_Short task_.
Express all of the data below as a two-column CSV with the columns text and answer. Give one row for each text and the answer that follows it, with each in its own quoted field and line breaks replaced by spaces, and leave out the pictures.

_Given records_.

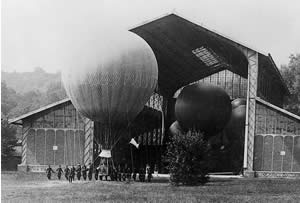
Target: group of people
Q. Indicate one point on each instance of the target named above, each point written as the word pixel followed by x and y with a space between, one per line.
pixel 102 173
pixel 71 172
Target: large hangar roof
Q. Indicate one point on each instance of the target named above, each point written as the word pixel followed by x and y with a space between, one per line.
pixel 187 52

_Reply to the task_.
text,answer
"Target: group of people Q. Indicate one point on each instance of the target named above, each point written as the word pixel followed by x and y with a space between, one per line.","pixel 102 173 pixel 71 172"
"Target: large hangar roof Q. Indicate one point on each instance of the target named above, each point written as the word pixel followed by x and y with a space between, one per line.","pixel 187 52"